## [DOCUMENT TEXT]
How to Solve Statement and Assumption Questions for CLAT 2024

In questions about statements and assumptions, you’re presented with a statement presented as a fact, and your task is to pick the most logically correct and appropriate assumption. Getting these questions right can boost your score, but if answered incorrectly, you might face negative marks. It’s crucial to practice these types of questions and grasp the rules behind statements and assumptions. In this article, we’ll dive into how to tackle these questions effectively, complete with some sample questions to help you get the hang of it.

What is Statement and Assumption Reasoning?

An assumption is something that we take for granted or assume. By reading the given statements, candidates need to take the right decision. Here taking the right decision means selecting the correct assumption.


A sentence is a form of a statement, whereas there may be several ways of formulating the same statement. For instance, ‘All men are mortal’ ‘Every man is mortal’, Above both lines are the same statements but two different sentences. In statement and assumption, statements can be of the following types.

i) Declarative sentence that has some meaning and it is either true or false,

ii) Declarative sentence which would assert true or false nature.


1. Man is mortal

2. Delhi is the capital of India


An assumption is a premise that supports the conclusion. The assumption is unquestionable facts but the assumption is not explicitly stated and needs to be deciphered.

Types of Statement and Assumption

As of now we know what consists of the questions related to the Statement and Assumption reasoning section. Let us see the various types of questions that may come one by one below.

Existence or Non-Existence of the Subject: In these scenarios, assumptions are straightforward—they either suggest something exists or doesn’t. It’s about making simple judgments regarding the presence or absence of the subject.

Cause and Effect Relationships: Here, you’ll encounter statements presenting a cause and effect connection. Words like “therefore,” “thus,” and “hence” are common. Assuming that a particular cause leads to a specific effect becomes a key aspect of this reasoning.

## [INFORMATION SHOWN]
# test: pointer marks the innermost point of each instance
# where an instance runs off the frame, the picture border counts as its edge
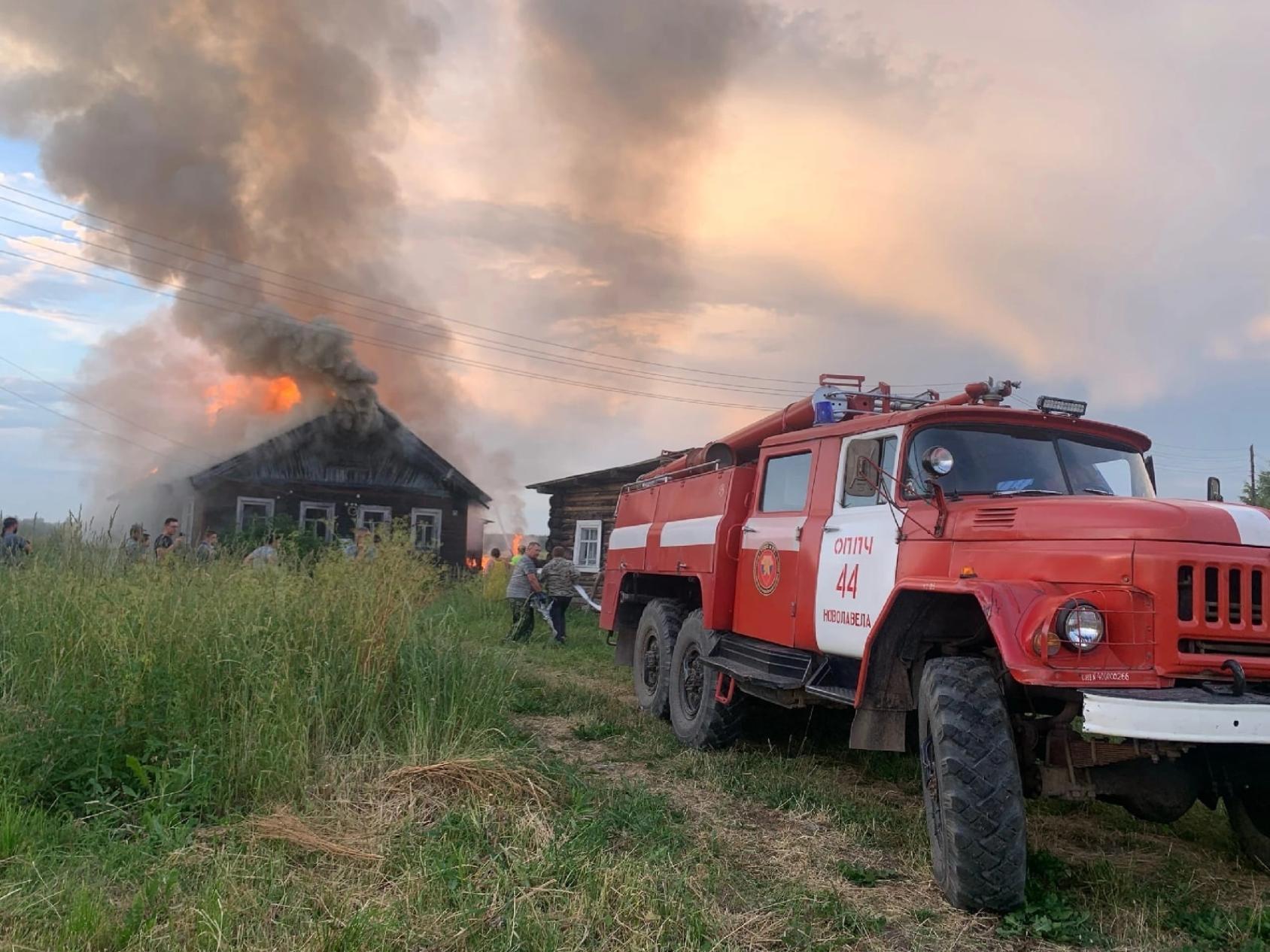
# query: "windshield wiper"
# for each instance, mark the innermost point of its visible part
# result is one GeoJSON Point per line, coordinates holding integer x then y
{"type": "Point", "coordinates": [1026, 493]}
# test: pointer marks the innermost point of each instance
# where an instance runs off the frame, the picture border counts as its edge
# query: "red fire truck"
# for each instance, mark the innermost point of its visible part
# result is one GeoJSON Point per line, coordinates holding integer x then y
{"type": "Point", "coordinates": [997, 588]}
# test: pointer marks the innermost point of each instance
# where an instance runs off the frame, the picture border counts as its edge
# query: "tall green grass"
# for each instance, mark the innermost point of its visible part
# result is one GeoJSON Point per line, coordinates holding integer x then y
{"type": "Point", "coordinates": [205, 690]}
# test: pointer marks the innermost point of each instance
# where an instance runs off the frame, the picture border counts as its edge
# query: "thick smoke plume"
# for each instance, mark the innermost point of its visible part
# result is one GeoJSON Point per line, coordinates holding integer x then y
{"type": "Point", "coordinates": [253, 131]}
{"type": "Point", "coordinates": [633, 88]}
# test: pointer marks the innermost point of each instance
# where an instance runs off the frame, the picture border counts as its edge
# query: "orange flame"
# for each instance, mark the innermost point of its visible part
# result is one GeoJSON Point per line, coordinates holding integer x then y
{"type": "Point", "coordinates": [275, 395]}
{"type": "Point", "coordinates": [281, 395]}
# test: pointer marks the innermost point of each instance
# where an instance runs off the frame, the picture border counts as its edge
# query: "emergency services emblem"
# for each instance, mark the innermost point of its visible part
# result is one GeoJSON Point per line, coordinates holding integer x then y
{"type": "Point", "coordinates": [767, 569]}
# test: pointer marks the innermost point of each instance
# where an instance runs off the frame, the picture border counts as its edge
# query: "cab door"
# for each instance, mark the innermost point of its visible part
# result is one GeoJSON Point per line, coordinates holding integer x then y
{"type": "Point", "coordinates": [767, 570]}
{"type": "Point", "coordinates": [858, 544]}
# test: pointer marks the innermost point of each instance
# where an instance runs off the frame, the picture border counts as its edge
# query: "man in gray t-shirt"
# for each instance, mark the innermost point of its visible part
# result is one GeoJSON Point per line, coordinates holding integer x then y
{"type": "Point", "coordinates": [521, 586]}
{"type": "Point", "coordinates": [13, 546]}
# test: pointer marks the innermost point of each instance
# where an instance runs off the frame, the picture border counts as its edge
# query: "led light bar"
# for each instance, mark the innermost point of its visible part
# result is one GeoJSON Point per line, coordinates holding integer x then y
{"type": "Point", "coordinates": [1058, 405]}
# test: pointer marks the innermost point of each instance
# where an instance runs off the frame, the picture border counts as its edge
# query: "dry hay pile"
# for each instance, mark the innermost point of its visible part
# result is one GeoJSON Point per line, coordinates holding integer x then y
{"type": "Point", "coordinates": [421, 793]}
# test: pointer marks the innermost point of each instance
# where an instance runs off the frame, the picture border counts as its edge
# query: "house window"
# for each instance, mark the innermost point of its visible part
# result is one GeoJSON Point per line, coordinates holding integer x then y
{"type": "Point", "coordinates": [372, 517]}
{"type": "Point", "coordinates": [426, 529]}
{"type": "Point", "coordinates": [253, 511]}
{"type": "Point", "coordinates": [586, 544]}
{"type": "Point", "coordinates": [318, 518]}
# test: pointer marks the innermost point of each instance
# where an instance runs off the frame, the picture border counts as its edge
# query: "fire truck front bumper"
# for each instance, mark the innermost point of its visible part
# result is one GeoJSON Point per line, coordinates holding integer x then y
{"type": "Point", "coordinates": [1185, 715]}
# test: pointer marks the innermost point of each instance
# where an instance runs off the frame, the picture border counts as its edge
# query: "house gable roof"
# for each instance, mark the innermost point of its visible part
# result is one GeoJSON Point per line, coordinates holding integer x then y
{"type": "Point", "coordinates": [321, 451]}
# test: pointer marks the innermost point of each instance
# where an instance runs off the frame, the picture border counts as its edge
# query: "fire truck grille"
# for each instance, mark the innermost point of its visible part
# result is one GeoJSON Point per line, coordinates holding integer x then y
{"type": "Point", "coordinates": [1209, 647]}
{"type": "Point", "coordinates": [1221, 594]}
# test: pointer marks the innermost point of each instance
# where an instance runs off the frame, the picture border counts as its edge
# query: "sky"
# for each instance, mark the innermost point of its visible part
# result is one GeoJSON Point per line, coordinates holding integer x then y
{"type": "Point", "coordinates": [709, 203]}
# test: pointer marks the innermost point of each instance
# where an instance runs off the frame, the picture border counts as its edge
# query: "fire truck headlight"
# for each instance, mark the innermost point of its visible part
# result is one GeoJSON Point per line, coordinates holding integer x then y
{"type": "Point", "coordinates": [937, 461]}
{"type": "Point", "coordinates": [1081, 626]}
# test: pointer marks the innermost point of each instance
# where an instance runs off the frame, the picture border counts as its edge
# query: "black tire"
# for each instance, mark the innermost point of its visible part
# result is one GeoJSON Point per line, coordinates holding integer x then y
{"type": "Point", "coordinates": [655, 641]}
{"type": "Point", "coordinates": [699, 719]}
{"type": "Point", "coordinates": [1250, 819]}
{"type": "Point", "coordinates": [973, 791]}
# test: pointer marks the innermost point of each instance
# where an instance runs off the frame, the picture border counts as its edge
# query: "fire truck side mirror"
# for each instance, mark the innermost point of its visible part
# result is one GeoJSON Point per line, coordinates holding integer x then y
{"type": "Point", "coordinates": [1214, 489]}
{"type": "Point", "coordinates": [937, 462]}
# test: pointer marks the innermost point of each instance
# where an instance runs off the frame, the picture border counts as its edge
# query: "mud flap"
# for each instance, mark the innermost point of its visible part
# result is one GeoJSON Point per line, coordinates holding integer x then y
{"type": "Point", "coordinates": [725, 687]}
{"type": "Point", "coordinates": [873, 729]}
{"type": "Point", "coordinates": [624, 649]}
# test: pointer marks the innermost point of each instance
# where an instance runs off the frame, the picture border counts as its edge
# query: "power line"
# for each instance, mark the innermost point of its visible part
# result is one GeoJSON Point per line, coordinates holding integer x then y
{"type": "Point", "coordinates": [88, 426]}
{"type": "Point", "coordinates": [358, 295]}
{"type": "Point", "coordinates": [415, 328]}
{"type": "Point", "coordinates": [105, 411]}
{"type": "Point", "coordinates": [374, 341]}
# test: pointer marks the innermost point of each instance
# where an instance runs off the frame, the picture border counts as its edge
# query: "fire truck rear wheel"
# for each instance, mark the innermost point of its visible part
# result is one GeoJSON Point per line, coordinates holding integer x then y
{"type": "Point", "coordinates": [655, 642]}
{"type": "Point", "coordinates": [1250, 819]}
{"type": "Point", "coordinates": [973, 791]}
{"type": "Point", "coordinates": [700, 720]}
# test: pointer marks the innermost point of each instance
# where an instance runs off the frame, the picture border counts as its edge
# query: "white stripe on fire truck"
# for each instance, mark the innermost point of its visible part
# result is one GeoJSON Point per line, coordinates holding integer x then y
{"type": "Point", "coordinates": [1251, 523]}
{"type": "Point", "coordinates": [629, 536]}
{"type": "Point", "coordinates": [691, 532]}
{"type": "Point", "coordinates": [785, 531]}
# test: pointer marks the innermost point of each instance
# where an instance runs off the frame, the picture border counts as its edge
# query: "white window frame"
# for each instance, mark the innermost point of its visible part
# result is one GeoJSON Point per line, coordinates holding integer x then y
{"type": "Point", "coordinates": [363, 509]}
{"type": "Point", "coordinates": [330, 508]}
{"type": "Point", "coordinates": [253, 500]}
{"type": "Point", "coordinates": [588, 566]}
{"type": "Point", "coordinates": [415, 520]}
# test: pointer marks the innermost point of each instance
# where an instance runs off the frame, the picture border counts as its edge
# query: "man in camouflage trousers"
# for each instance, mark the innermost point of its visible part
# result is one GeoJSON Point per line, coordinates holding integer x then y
{"type": "Point", "coordinates": [521, 587]}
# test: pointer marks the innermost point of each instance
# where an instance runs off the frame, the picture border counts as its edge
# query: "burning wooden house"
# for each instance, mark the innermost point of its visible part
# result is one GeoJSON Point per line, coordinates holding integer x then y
{"type": "Point", "coordinates": [332, 480]}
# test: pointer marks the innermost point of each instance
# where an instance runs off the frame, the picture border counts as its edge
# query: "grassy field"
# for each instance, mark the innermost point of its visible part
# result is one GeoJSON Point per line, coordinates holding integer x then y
{"type": "Point", "coordinates": [350, 756]}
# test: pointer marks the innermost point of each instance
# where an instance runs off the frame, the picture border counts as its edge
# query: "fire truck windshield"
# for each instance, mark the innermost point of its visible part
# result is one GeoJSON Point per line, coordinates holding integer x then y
{"type": "Point", "coordinates": [1021, 461]}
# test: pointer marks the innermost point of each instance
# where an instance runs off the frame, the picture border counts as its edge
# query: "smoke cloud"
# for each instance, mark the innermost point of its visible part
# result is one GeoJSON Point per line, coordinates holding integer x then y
{"type": "Point", "coordinates": [633, 90]}
{"type": "Point", "coordinates": [253, 131]}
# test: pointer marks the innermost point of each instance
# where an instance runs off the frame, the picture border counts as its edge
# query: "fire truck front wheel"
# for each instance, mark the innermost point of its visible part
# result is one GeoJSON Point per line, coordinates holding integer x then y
{"type": "Point", "coordinates": [1250, 819]}
{"type": "Point", "coordinates": [974, 799]}
{"type": "Point", "coordinates": [699, 717]}
{"type": "Point", "coordinates": [655, 641]}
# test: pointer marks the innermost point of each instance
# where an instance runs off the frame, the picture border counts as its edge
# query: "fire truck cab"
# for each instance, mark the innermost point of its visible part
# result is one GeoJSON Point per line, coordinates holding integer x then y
{"type": "Point", "coordinates": [997, 588]}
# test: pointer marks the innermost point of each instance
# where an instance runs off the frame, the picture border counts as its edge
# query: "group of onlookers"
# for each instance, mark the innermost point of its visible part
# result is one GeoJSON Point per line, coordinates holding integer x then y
{"type": "Point", "coordinates": [171, 542]}
{"type": "Point", "coordinates": [533, 587]}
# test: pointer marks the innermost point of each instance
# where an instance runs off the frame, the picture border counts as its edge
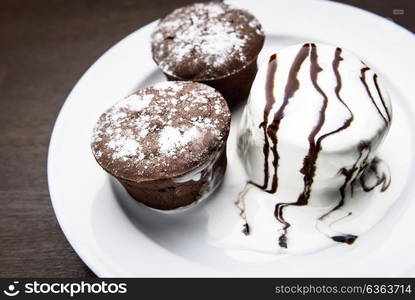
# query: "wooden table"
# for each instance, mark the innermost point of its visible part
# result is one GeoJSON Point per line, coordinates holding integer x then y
{"type": "Point", "coordinates": [45, 46]}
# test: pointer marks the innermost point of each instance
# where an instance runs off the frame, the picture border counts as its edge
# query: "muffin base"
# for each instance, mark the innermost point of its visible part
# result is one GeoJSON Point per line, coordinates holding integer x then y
{"type": "Point", "coordinates": [171, 194]}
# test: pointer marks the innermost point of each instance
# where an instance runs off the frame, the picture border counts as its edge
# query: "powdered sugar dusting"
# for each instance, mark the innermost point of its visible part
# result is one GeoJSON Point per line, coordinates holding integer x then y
{"type": "Point", "coordinates": [171, 138]}
{"type": "Point", "coordinates": [207, 32]}
{"type": "Point", "coordinates": [159, 127]}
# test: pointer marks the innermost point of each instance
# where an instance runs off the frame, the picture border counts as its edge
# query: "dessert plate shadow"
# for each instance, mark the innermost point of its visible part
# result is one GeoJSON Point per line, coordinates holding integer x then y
{"type": "Point", "coordinates": [118, 237]}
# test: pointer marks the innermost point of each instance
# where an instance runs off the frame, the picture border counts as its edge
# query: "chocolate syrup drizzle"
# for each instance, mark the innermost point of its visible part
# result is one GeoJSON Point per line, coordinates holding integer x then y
{"type": "Point", "coordinates": [361, 166]}
{"type": "Point", "coordinates": [309, 163]}
{"type": "Point", "coordinates": [270, 100]}
{"type": "Point", "coordinates": [363, 79]}
{"type": "Point", "coordinates": [291, 87]}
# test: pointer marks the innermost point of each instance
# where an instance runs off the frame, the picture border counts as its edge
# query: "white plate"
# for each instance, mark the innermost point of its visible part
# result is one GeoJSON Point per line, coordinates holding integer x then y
{"type": "Point", "coordinates": [115, 236]}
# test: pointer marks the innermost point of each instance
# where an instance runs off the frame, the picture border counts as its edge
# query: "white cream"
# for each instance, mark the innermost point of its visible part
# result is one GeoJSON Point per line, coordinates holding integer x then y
{"type": "Point", "coordinates": [345, 148]}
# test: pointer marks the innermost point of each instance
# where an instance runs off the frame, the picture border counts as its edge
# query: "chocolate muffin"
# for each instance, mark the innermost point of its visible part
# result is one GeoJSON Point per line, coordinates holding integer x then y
{"type": "Point", "coordinates": [211, 43]}
{"type": "Point", "coordinates": [166, 144]}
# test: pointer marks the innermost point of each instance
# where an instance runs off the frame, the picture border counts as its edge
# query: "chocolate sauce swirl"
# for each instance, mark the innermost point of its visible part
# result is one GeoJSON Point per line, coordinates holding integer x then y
{"type": "Point", "coordinates": [270, 100]}
{"type": "Point", "coordinates": [364, 167]}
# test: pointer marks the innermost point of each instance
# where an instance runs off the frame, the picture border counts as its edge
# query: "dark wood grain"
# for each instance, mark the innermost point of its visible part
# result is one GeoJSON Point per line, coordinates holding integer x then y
{"type": "Point", "coordinates": [45, 46]}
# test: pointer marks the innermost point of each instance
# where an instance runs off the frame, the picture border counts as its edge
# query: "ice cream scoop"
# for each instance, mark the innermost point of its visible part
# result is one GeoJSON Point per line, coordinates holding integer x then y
{"type": "Point", "coordinates": [309, 133]}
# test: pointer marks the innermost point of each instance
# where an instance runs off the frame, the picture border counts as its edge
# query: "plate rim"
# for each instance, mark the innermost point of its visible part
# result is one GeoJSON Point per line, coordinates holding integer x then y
{"type": "Point", "coordinates": [83, 253]}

## [THINGS TO DO]
A: Update the article on statement and assumption questions starting at "As of now we" and ending at "by one below.", putting "different kinds" in place of "various types".
B: Answer from the article on statement and assumption questions:
(i) Which three words does it name as common in cause and effect statements?
(ii) Which sentence does it give as the same statement as "All men are mortal"?
(iii) Which city does one of its numbered examples call the capital of India?
The listing comes from a separate source.

## [SOLUTIONS FOR EACH TASK]
A:
As of now we know what consists of the questions related to the Statement and Assumption reasoning section. Let us see the different kinds of questions that may come one by one below.

B:
(i) "therefore," "thus," and "hence"
(ii) "Every man is mortal"
(iii) Delhi